Required task:
Arrange every line of the entries below as a Markdown table with the columns "No." and "Text," numbering the rows and leaving out blank lines.

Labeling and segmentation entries
+--
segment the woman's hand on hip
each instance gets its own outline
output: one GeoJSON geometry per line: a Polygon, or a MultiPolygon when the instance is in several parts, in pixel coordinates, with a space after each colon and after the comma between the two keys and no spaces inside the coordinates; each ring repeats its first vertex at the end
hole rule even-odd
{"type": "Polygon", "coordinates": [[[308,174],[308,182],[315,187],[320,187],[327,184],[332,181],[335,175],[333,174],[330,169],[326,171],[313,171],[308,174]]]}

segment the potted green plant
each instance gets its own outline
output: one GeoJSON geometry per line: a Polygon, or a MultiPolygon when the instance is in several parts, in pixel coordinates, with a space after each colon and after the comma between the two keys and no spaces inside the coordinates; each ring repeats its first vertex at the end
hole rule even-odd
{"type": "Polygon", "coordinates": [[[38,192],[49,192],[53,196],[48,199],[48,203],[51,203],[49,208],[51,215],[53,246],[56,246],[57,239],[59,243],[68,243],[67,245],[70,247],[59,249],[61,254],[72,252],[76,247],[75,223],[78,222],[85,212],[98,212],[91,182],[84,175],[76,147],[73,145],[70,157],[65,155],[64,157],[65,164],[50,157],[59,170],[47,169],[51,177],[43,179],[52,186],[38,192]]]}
+--
Answer to this problem:
| No. | Text |
|---|---|
| 1 | segment the woman's hand on hip |
| 2 | each instance gets its own outline |
| 3 | output: one GeoJSON geometry per line: a Polygon, or a MultiPolygon when the instance is in several parts, in pixel coordinates, with a space after each colon and after the comma between the two keys and no spaces inside the coordinates; each ring repeats its first vertex at the end |
| 4 | hole rule even-odd |
| 5 | {"type": "Polygon", "coordinates": [[[308,174],[308,182],[315,187],[320,187],[327,184],[332,181],[335,175],[333,174],[330,169],[326,171],[313,171],[308,174]]]} |
| 6 | segment the potted green plant |
| 7 | each instance gets its own outline |
| 8 | output: one GeoJSON geometry per line: a Polygon, or a MultiPolygon when the instance is in several parts, in pixel coordinates, with a space after each colon and after the comma between the two keys and no spaces inside the coordinates; each ring repeats its first vertex at the end |
| 9 | hole rule even-odd |
| 10 | {"type": "Polygon", "coordinates": [[[38,192],[49,192],[53,196],[48,199],[48,203],[51,203],[49,208],[51,215],[53,246],[56,246],[57,239],[59,243],[68,243],[67,245],[70,247],[59,249],[61,254],[72,252],[76,247],[75,223],[78,222],[85,212],[98,212],[91,182],[84,175],[76,147],[73,145],[70,157],[65,155],[64,157],[65,164],[50,157],[59,170],[47,169],[51,177],[43,179],[52,186],[38,192]]]} |